GIVEN INSTRUCTION 1 =>
Please answer these questions using the Whispers of the Heart review:
(a) What year is given for the film?
(b) What does the boy Shizuku has a crush on want to make one day?
(c) On which character does the reviewer say the grandfather must have been modelled?
GIVEN INSTRUCTION 2 => Reproduce the passage of the Whispers of the Heart review starting with "You’d need to" and going on through "like Australia, surely!".
GIVEN INSTRUCTION 3 => Carry on the Whispers of the Heart review from the point where it stops.

Whispers of the Heart (1995)
You’d need to have the heart of Hitler to
resist this lyrical indulgence in sentimental love. Part nostalgia, part
love story and 100% stunning animation, writer Hayao Miyazaki
tantalising tale as directed by Yoshifumi's Kondo is about a Japanese
girl fretting about the big issues: falling in love, deciding on
a future career—and—entering a good high school. Empathising with her
priorities might require a bit of cultural relativism, but this should
be abundant in a place like Australia, surely!
Shizuku is a bright student from an
intellectual family. She ends up developing a crush on a boy who wants
to one day make violins to equal or even surpass Stradivari’s. Through
him and his wise, antiquarian grandfather—who must surely have been
modelled on Geppetto in Disney’s Pinocchio—she realises what love
might be about and how writing about it is as much technique as it is
emotion.

SUPPLIED RECORDS =>
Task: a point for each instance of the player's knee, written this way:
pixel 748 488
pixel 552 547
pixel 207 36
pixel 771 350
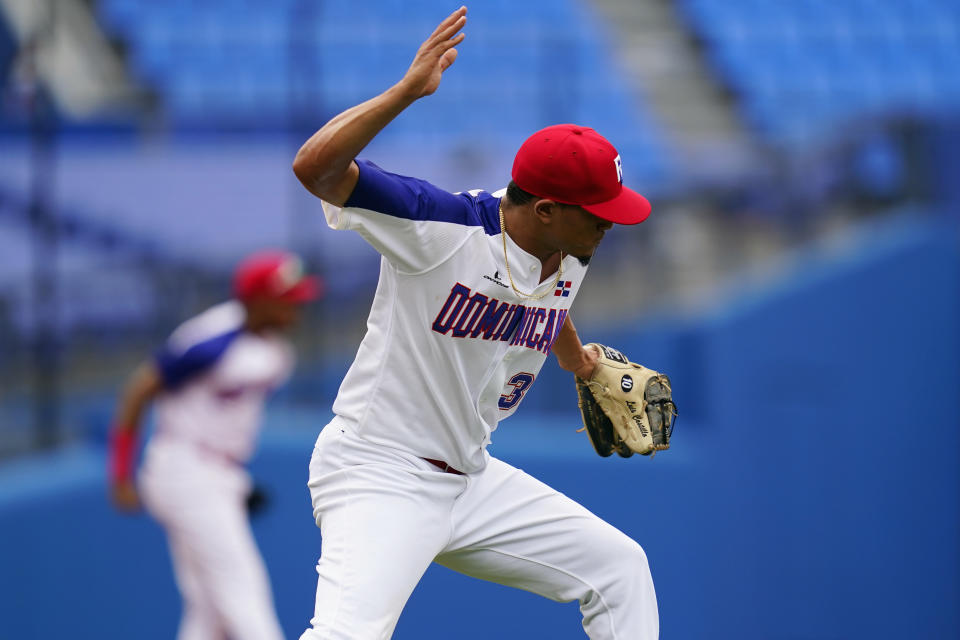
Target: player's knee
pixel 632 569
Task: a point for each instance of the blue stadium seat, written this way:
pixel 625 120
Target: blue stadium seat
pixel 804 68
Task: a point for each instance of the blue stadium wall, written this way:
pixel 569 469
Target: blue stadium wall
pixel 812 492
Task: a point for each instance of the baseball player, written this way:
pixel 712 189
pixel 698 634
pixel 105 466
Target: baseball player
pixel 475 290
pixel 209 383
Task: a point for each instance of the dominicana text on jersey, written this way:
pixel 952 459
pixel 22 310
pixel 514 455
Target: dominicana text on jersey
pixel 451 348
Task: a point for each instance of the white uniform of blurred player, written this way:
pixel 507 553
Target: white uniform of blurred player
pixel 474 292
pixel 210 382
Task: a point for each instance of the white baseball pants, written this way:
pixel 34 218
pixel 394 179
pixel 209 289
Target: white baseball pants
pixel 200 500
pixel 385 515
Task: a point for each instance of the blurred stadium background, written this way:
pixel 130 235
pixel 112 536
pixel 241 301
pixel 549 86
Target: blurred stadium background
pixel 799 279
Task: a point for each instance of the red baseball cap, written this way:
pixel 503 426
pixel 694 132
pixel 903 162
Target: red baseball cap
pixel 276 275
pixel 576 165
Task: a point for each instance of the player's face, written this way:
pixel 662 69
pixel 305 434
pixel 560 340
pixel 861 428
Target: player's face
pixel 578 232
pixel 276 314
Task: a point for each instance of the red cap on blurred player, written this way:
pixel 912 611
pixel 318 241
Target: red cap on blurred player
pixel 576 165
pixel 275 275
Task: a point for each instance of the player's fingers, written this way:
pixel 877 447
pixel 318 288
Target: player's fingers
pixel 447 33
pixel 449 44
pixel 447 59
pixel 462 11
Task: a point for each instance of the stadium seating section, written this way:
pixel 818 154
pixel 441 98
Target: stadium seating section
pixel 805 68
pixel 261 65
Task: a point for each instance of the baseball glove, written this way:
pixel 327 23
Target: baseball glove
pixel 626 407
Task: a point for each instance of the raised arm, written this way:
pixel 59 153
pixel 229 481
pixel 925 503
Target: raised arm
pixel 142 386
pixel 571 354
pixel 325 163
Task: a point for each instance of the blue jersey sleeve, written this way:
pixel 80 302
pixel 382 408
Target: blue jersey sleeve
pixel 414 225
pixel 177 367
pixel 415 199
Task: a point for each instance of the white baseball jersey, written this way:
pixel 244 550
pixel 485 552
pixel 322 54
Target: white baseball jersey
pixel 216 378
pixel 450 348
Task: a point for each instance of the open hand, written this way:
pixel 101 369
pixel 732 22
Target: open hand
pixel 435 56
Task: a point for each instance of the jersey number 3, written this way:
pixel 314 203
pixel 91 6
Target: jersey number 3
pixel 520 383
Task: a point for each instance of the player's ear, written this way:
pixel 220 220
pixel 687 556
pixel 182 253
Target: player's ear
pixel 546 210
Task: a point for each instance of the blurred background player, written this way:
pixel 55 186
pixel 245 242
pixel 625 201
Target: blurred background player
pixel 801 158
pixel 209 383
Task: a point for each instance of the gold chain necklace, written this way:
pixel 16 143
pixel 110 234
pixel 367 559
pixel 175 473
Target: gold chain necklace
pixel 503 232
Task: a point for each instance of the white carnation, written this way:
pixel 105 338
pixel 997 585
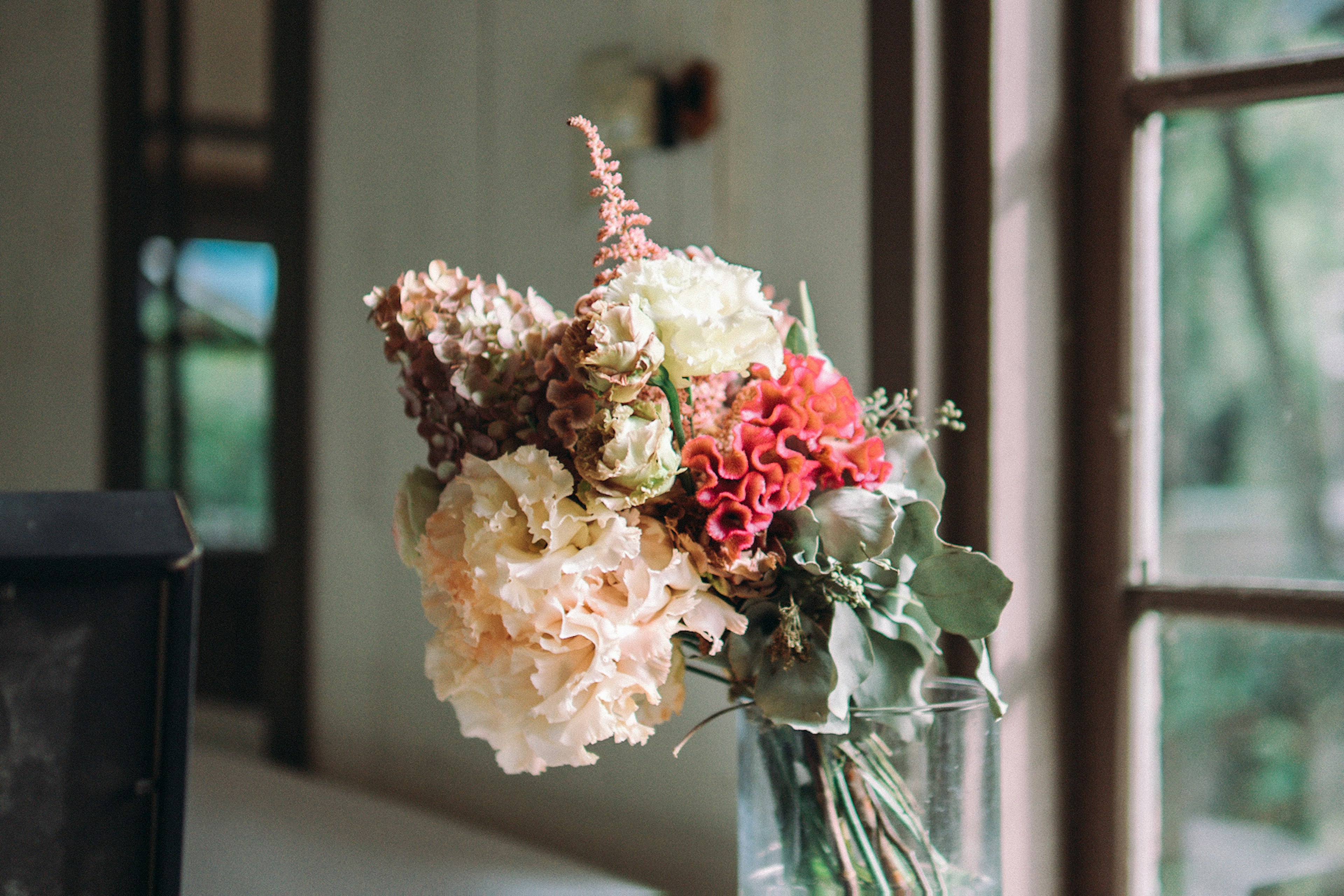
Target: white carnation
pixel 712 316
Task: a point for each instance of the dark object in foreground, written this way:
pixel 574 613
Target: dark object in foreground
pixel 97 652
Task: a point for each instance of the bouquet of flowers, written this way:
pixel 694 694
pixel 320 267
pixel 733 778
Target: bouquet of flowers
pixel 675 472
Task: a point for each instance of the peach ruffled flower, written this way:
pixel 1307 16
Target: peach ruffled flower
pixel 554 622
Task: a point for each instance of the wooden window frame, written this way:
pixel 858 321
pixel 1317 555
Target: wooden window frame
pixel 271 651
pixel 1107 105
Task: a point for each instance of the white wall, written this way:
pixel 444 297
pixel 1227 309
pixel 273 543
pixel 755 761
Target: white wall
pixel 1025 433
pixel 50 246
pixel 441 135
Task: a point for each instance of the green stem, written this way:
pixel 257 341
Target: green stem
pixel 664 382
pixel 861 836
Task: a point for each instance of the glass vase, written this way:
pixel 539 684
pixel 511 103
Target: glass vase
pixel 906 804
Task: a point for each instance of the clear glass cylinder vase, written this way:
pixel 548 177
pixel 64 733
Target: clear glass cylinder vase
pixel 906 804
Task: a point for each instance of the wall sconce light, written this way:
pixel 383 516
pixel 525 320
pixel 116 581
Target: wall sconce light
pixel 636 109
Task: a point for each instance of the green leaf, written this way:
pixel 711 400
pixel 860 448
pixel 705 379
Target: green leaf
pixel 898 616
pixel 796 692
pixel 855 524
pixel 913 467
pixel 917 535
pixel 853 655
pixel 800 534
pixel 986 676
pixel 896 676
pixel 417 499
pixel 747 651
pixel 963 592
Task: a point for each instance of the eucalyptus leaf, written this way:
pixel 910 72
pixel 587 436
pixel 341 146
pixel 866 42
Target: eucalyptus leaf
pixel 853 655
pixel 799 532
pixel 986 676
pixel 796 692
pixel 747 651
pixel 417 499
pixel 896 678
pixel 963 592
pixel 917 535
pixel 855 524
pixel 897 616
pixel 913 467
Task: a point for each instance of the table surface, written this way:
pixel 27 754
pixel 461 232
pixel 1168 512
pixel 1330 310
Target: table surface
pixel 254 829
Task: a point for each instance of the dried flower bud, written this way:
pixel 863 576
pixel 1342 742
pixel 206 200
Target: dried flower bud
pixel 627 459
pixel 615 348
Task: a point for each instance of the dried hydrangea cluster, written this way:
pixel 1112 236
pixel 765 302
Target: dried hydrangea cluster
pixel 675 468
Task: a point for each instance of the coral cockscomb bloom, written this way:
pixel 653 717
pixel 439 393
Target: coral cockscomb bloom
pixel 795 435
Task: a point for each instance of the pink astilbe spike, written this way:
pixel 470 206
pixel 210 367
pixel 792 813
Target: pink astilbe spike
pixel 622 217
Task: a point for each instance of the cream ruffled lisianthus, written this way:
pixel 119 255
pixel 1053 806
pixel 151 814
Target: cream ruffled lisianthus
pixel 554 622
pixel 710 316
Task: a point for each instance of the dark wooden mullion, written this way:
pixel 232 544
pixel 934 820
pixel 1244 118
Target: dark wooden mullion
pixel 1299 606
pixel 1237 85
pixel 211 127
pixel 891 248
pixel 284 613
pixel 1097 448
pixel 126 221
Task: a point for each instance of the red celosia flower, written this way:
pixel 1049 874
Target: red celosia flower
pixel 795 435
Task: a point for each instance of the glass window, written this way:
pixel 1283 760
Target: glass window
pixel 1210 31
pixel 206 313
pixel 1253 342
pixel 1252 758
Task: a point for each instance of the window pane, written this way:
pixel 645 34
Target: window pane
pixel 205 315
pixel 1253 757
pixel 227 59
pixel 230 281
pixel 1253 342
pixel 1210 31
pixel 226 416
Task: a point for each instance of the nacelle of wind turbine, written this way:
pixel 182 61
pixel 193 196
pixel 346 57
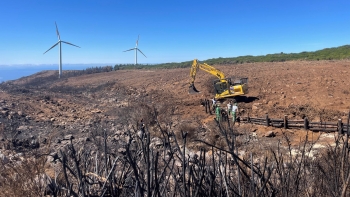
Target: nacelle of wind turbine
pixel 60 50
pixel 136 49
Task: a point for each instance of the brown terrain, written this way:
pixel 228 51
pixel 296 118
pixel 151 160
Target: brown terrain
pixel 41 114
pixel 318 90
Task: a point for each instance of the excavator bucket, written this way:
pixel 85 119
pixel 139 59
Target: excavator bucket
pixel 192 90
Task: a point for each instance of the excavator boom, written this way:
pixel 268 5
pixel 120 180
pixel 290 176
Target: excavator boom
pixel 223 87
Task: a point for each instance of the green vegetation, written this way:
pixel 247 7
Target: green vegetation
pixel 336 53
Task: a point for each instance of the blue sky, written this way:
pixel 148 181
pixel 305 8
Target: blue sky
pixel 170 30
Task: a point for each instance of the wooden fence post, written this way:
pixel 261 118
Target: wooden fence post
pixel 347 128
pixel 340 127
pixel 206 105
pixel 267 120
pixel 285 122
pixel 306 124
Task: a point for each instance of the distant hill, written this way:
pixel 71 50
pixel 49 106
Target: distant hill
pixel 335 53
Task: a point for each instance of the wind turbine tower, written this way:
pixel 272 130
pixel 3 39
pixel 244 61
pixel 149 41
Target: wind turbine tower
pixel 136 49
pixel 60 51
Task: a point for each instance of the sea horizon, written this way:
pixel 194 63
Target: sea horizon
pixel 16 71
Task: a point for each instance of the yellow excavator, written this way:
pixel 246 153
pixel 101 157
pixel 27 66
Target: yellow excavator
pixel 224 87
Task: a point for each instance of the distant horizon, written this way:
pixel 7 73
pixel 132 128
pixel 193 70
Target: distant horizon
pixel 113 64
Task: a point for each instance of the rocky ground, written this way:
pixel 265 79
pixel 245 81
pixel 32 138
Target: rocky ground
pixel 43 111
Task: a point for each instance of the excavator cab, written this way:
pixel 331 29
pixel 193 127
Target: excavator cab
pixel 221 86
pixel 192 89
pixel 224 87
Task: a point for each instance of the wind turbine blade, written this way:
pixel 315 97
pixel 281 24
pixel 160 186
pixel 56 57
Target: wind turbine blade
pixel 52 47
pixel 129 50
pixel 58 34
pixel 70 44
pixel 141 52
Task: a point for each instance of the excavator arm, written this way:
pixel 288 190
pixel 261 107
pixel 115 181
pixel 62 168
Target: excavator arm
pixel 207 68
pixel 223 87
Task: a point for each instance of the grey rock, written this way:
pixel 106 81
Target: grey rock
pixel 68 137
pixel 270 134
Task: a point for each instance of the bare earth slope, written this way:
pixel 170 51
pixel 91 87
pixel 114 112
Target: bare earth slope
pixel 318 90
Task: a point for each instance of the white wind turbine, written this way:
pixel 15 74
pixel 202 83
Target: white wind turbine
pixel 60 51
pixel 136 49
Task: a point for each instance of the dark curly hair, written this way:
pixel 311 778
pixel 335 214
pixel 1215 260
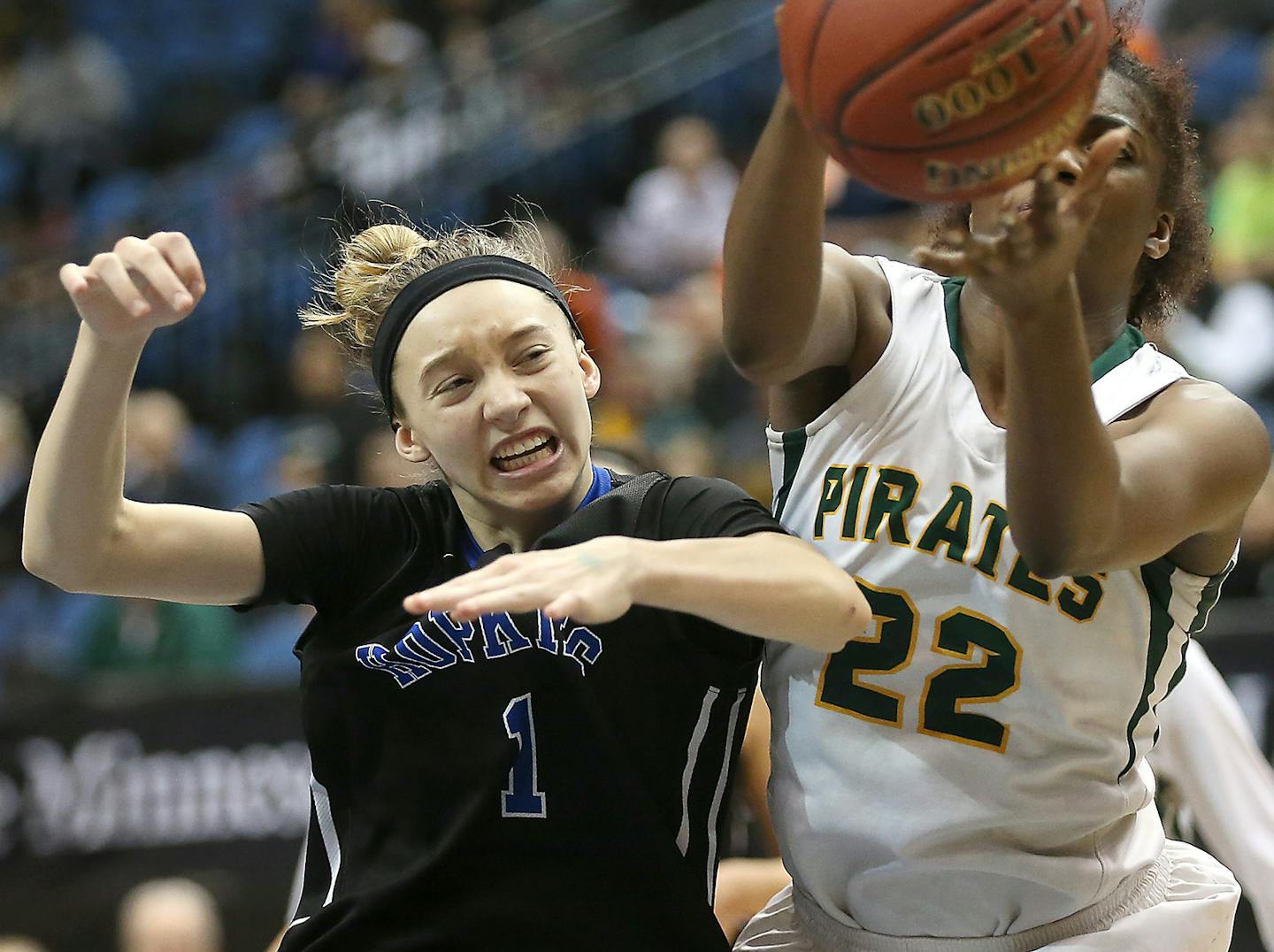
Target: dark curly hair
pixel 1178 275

TASK ANSWER 1 =>
(a) 1995
(b) Violins to equal or even surpass Stradivari's
(c) Geppetto in Disney's Pinocchio

TASK ANSWER 2 =>
You’d need to have the heart of Hitler to
resist this lyrical indulgence in sentimental love. Part nostalgia, part
love story and 100% stunning animation, writer Hayao Miyazaki
tantalising tale as directed by Yoshifumi's Kondo is about a Japanese
girl fretting about the big issues: falling in love, deciding on
a future career—and—entering a good high school. Empathising with her
priorities might require a bit of cultural relativism, but this should
be abundant in a place like Australia, surely!

TASK ANSWER 3 =>
The unconquerable appeal of its sweetness
is that is never saccharine or overbearingly sentimental. Everything
fits together logically and formally. The little things—like the
insanely detailed city-scapes, the adorable yet iconic cat and the
magisterial use of music—combine to create a world that is fantasy
rooted in reality: the only fantasy I’m willing to embrace.
Ah yes, how could I forget the unintendedly
kitsch rendition of country music classic ‘Country Road’ into Japanese,
with its incurable mangling of Rs and Ls?—make sure to let the closing
credits keep rolling!
*My preview disc did not have a Japanese
soundtrack.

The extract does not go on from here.